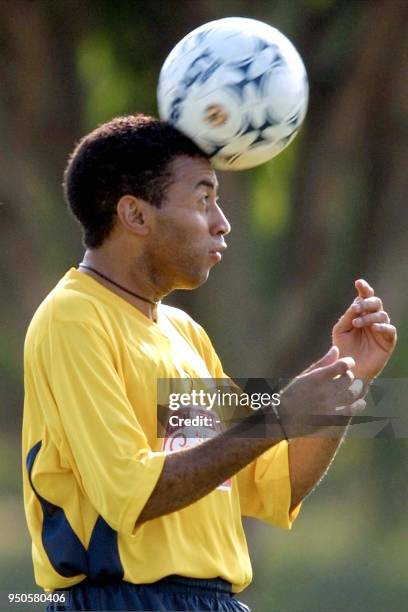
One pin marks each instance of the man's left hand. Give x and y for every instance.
(365, 333)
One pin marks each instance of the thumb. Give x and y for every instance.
(330, 357)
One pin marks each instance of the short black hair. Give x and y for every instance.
(127, 155)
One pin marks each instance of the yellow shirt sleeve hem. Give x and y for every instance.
(135, 505)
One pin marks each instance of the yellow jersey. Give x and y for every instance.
(92, 456)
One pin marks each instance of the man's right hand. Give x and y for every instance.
(318, 391)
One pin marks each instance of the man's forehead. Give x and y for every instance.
(194, 171)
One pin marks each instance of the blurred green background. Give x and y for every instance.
(328, 210)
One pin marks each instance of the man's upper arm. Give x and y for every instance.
(102, 439)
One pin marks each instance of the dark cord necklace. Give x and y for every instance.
(112, 282)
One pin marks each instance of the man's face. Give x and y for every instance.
(187, 235)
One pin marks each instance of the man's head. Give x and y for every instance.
(139, 183)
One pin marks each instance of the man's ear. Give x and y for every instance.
(134, 214)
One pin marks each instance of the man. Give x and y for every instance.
(115, 519)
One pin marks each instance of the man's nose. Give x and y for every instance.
(220, 224)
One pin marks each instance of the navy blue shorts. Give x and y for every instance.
(169, 594)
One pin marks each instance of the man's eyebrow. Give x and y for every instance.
(207, 183)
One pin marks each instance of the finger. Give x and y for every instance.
(347, 384)
(339, 368)
(375, 317)
(385, 329)
(330, 357)
(364, 290)
(353, 409)
(372, 304)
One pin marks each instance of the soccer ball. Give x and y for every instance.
(238, 88)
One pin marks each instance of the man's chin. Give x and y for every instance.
(194, 281)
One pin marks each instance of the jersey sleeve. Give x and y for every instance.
(94, 424)
(264, 484)
(264, 488)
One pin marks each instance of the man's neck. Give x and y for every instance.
(110, 273)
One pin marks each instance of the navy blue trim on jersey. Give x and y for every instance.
(103, 553)
(64, 549)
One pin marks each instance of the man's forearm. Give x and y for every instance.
(189, 475)
(309, 460)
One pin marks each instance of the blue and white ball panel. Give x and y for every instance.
(238, 88)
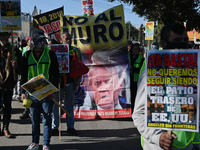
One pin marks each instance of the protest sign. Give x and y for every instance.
(172, 90)
(88, 8)
(62, 52)
(39, 87)
(105, 90)
(149, 30)
(10, 15)
(50, 23)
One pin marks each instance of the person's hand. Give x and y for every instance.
(166, 140)
(14, 64)
(23, 96)
(50, 96)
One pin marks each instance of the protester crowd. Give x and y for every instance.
(33, 53)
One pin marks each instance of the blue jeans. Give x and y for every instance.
(69, 106)
(45, 107)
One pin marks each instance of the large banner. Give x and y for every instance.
(10, 15)
(173, 90)
(50, 23)
(105, 90)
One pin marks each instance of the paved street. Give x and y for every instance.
(102, 134)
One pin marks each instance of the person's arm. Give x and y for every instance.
(24, 74)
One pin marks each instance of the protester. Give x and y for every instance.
(173, 36)
(68, 86)
(52, 41)
(8, 78)
(40, 60)
(195, 46)
(30, 45)
(129, 44)
(136, 62)
(155, 46)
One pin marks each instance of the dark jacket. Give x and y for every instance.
(6, 69)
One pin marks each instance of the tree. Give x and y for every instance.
(168, 11)
(131, 31)
(140, 38)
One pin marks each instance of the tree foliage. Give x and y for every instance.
(131, 31)
(168, 11)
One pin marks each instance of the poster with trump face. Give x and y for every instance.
(105, 90)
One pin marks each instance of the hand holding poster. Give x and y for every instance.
(172, 90)
(50, 22)
(62, 52)
(39, 87)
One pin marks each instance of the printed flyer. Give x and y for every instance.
(172, 90)
(39, 87)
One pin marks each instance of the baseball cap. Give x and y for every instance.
(38, 34)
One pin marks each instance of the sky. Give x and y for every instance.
(74, 7)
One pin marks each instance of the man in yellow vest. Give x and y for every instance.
(40, 60)
(173, 36)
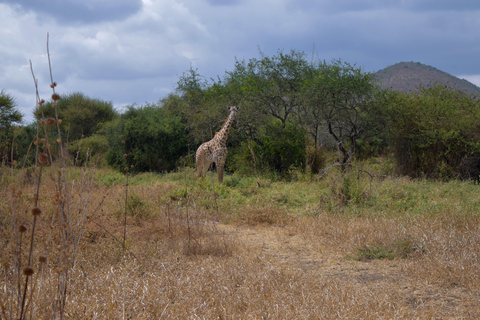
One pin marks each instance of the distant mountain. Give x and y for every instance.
(408, 76)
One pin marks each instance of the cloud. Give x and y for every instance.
(134, 51)
(84, 11)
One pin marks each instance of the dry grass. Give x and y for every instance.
(277, 258)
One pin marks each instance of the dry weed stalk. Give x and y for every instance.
(37, 287)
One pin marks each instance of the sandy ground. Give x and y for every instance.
(293, 251)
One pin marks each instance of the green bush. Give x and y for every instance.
(433, 131)
(95, 146)
(146, 139)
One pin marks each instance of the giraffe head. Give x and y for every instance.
(233, 110)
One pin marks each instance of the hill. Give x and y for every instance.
(409, 76)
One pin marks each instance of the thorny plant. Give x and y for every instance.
(38, 246)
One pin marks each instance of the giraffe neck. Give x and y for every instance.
(223, 133)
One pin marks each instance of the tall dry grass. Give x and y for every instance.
(91, 243)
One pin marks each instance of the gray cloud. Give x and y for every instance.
(80, 11)
(134, 51)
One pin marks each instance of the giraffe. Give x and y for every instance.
(215, 150)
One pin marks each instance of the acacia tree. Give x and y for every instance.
(82, 116)
(9, 116)
(342, 99)
(435, 133)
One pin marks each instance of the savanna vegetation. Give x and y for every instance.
(342, 201)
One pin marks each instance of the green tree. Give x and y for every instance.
(341, 98)
(148, 138)
(9, 117)
(434, 132)
(81, 116)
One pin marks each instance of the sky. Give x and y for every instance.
(134, 51)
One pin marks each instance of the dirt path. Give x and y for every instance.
(293, 251)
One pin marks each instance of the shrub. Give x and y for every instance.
(146, 139)
(433, 131)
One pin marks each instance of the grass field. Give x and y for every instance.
(354, 246)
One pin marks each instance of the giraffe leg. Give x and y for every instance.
(206, 165)
(220, 165)
(199, 163)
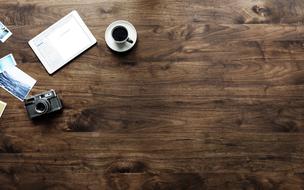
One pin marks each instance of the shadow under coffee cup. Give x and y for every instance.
(120, 35)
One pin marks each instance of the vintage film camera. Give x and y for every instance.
(43, 104)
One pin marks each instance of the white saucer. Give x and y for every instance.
(125, 46)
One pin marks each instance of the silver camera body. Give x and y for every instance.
(42, 104)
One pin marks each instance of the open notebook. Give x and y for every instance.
(62, 42)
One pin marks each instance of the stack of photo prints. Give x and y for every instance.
(12, 79)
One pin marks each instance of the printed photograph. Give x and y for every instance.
● ● ● ● ●
TASK GOAL ::
Starting at the line that contains "One pin marks each instance of the thorny", please write out every line to the end of the entries, inclusive, copied exactly and with pictures omitted.

WORKED SOLUTION ::
One pin marks each instance of the thorny plant. Give x and y for every instance.
(38, 246)
One pin marks each instance of the giraffe neck. Give x and y for every instance.
(223, 133)
One pin marks each instance of the tall dry grass. Give x and y for every instance.
(91, 243)
One pin marks each instance of the gray cloud. Give x and y for every instance.
(80, 11)
(134, 51)
One pin marks each instance of the giraffe. Give x and y for every instance.
(215, 150)
One pin marks each instance of the acacia tree. Give x and y for every instance.
(82, 116)
(9, 116)
(342, 99)
(435, 133)
One pin marks each instance of the savanna vegetation. Give x and y for every instance.
(342, 201)
One pin marks each instance of the green tree. Give x and y for every instance.
(341, 98)
(148, 138)
(9, 117)
(434, 132)
(81, 116)
One pin marks each instance of the sky. Give x and y for every instance.
(134, 51)
One pin marks each instance of the dirt path. Give x and y for every instance.
(293, 251)
One pin marks each instance of the shrub. Give x and y for every instance.
(146, 139)
(433, 131)
One pin marks each instance of the grass field. Give x and y for every instance.
(354, 246)
One pin marks each instance of the giraffe leg. Give x and y for every instance.
(206, 165)
(220, 165)
(199, 163)
One pin marks each instance of the shadow under coffee cup. Give x and y for every instance.
(120, 35)
One pin marks each instance of the vintage film camera. Give x and y for every instance.
(43, 104)
One pin marks each instance of the white saucer. Give x and y for every instance.
(125, 46)
One pin marks each instance of the silver camera body. Give x and y for every instance.
(42, 104)
One pin marks each instance of the open notebook. Give x and y for every instance.
(62, 42)
One pin marks each instance of the stack of photo prints. Give x and y for every instance.
(12, 79)
One pin marks each instance of the printed photograph. Give x and y for every instance.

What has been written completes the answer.